To do. Edit the listing below so that "marker" becomes "dot" wherever it occurs, and keep every other character the same.
-- Start Records provided --
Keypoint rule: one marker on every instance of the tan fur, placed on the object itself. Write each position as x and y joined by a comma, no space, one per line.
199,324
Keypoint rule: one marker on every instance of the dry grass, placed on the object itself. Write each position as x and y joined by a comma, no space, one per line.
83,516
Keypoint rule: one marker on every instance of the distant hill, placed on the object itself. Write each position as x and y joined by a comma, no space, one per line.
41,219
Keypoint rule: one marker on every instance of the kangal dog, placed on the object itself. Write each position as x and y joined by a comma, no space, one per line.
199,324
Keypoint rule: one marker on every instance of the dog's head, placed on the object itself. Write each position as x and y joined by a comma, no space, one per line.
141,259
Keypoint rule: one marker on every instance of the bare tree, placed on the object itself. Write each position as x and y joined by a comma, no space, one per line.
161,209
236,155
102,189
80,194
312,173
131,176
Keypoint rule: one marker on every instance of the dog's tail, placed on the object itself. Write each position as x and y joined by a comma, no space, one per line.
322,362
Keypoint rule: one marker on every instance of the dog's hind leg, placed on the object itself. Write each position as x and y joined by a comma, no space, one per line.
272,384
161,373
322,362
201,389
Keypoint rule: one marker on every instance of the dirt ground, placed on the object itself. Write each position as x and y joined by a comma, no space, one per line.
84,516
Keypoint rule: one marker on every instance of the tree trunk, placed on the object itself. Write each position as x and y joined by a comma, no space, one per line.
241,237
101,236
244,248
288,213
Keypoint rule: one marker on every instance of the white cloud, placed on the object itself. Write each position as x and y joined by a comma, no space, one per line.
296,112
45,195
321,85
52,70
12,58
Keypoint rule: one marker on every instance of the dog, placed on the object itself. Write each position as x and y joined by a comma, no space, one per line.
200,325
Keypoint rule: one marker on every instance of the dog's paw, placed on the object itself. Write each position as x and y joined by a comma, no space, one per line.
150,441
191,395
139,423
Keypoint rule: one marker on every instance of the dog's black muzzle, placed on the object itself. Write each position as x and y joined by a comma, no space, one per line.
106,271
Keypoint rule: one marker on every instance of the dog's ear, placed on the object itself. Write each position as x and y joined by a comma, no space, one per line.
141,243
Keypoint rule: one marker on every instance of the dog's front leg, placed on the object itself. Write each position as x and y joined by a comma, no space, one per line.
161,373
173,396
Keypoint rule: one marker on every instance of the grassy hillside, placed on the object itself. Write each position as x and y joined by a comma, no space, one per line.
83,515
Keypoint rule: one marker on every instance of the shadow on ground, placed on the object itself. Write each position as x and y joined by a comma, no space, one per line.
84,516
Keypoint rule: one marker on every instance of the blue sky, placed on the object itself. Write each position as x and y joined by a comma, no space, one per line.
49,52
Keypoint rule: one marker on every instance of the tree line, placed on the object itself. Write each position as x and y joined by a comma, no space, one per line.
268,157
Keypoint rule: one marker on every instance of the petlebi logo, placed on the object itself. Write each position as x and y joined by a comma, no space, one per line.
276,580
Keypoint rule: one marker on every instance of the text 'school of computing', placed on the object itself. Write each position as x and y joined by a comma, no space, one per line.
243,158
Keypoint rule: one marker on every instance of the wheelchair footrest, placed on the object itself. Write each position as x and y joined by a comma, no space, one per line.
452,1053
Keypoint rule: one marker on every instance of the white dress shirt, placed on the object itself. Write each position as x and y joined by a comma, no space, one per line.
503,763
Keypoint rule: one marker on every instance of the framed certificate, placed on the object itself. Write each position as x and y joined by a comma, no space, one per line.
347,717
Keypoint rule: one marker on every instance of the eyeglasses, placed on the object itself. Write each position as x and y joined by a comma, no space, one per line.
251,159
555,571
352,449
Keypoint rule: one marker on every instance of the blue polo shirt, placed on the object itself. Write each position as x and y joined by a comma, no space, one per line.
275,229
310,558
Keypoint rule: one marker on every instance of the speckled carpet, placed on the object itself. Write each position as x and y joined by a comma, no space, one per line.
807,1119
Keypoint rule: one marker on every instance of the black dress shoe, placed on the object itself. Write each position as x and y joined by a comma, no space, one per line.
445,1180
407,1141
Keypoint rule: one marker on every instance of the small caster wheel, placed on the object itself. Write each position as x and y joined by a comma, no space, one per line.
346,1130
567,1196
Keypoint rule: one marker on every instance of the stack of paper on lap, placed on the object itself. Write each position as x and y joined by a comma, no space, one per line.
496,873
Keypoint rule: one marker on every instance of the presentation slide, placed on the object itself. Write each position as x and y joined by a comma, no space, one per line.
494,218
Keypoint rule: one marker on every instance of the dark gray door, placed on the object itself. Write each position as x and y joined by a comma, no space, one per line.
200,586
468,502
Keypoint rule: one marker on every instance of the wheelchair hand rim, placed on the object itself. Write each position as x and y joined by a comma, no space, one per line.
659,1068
-- End Records provided --
Completed exercise.
Keypoint rule: one dot on every instance of the tan fur, placed on the object itself. Write each position as x and y joined by a comma, no space, one per line.
199,324
Keypoint rule: one dot on every instance of the dry grass, placed on the object itself. Write each position as x and y joined by a comma, no space, one per line.
83,516
Keypoint rule: one dot on every instance of the distant hill, placed on the object itself. Write each position as x and y joined by a comma, no space, one per line.
41,219
Keypoint rule: one dot on every instance of the kangal dog, placed on the object itself. Write each position as x and y joined by a comma, no space, one per line.
199,324
Keypoint rule: one dot on every instance of the dog's head, placed on the object itself. Write each position as x and y joined by a comma, no space, one per line.
141,259
Keypoint rule: one dot on every instance of the bare tree, placed on the object itself. Write each position as x and y joined by a comma, no space, one per line.
161,209
236,155
102,189
80,194
312,173
131,176
Keypoint rule: one dot on every instance of the dog's tail, placed on the object itself. Write each position as x and y joined by a comma, no space, one per line.
322,362
Keypoint rule: one dot on every instance of the dog's hind leg, placed on the object itself. Write each position as x and y joined by a comma, no space, one per line.
272,384
161,373
322,362
201,389
Keypoint rule: one dot on every instance of the dirt ground, placed on the object itself. Write each position as x and y joined by a comma, no space, one per line.
84,516
Keypoint rule: one dot on every instance of the tree trunk, placed on the object itself. Write each position as x and y joined by a comma, no space, one per line.
241,237
101,236
244,248
288,213
Keypoint rule: one dot on every instance of the white cloud, placed on the object itself. Write each position as x and y joined by a comma, no space, one per line.
296,112
45,195
321,85
52,70
12,58
Keypoint rule: one dot on every instance of the dog, placed on the object itself. Write each position as x and y joined by a comma, no space, one per line.
200,325
Keypoint rule: one dot on every instance of the dog's paw, placed on the object itself. Write each position as x and y joined by a comma, no space, one per line.
150,441
191,395
139,423
Keypoint rule: one dot on every instance of the dog's black muzzle, placed on the object itself. Write each position as x and y joined by a comma, no space, one per line.
106,271
Keypoint rule: one dot on every instance of the dog's ear, placed on the object itself. Write each position as x and y joined by a comma, no space, one per line.
141,243
Keypoint rule: one dot on every instance of the dog's front leg, placed on the object itself. Write each position as x and y joined by a comma, no space, one per line.
161,373
173,396
Keypoint rule: one dot on every instance of the grassy hillside, placed on the object itself. Write each position as x and y joined by a comma, no space, one per line.
83,515
Keypoint rule: one dot on every instance of the shadow on ground, placed on the object itself. Write each position as x and y joined by a comma, no space, one per line.
84,516
Keypoint rule: one dot on every instance of the blue sky, placed on the object itself. Write each position as x and y joined by a comma, no space, one per line.
49,52
Keypoint rule: one dot on every instance of the tree line, placed on the object itself. Write each position as x and y joined by a comma, no space, one per line.
268,157
Keypoint rule: one dot on every instance of the petlebi logo, placed on the object itself. Write each position as x and y joined by a comma, no space, one per line.
276,580
Keypoint rule: one dot on every instance of the text 'school of computing', placed on the object itself. Write each position as x and y joined by a comma, no space, one per line.
243,158
Keypoint rule: one dot on every instance of the wheelchair footrest, placed on the object itself. Write each position as x and y joined by a comma, no space, one per line.
452,1053
Keypoint rule: one dot on every instance of the white dress shirt, placed on the object itself. Write each position as x and y joined by a comma, no space, one per line.
503,763
Keypoint rule: one dot on every instance of the framed certificate, placed on the object itself. Write each position as x and y joined by a comma, no space, one per line.
347,717
Keypoint rule: one dot on every instance of the eyeglasses, placed on the object itself. Write each position as x and y joined by a comma, no space, one per line.
251,159
555,571
352,449
Keypoint rule: one dot on every instance of the blue polo shirt, placed on the object itself. Write each position as x and y joined by a comma, no space, one per line.
275,229
310,558
Keypoint rule: one dot on every instance of the speckled carpet, placed on the object itself. Write each position as x and y joined by a comma, no space, one per line.
807,1119
Keypoint rule: one dot on every instance of the black dress shoe, placed on the object itself. Write each position as x and y joined by a comma, no space, one per line.
445,1180
407,1141
Keypoint rule: one dot on every instance of the small caster wheel, placed on the object itself. Write each position as x and y joined by a comma, no space, one per line.
346,1130
567,1196
Keypoint rule: one dot on every instance of the stack of paper on lap, placed on the object itself. Write each position as x and y joined by a comma, no space, one per line.
496,873
Keypoint rule: one dot on every instance of the presentation slide, placed on the object itself. Write each position as x and y joined by a comma, no space, one per line.
494,218
Keypoint rule: one dot on every instance of the dark gray door, placed on the object itself. Write each position as x and y joined by a comma, no space, one per line.
200,586
468,502
Keypoint rule: one dot on every instance of the wheelchair hand rim, placed on the object itself. Write each position as x and y joined by a comma, no space, one per line.
659,1068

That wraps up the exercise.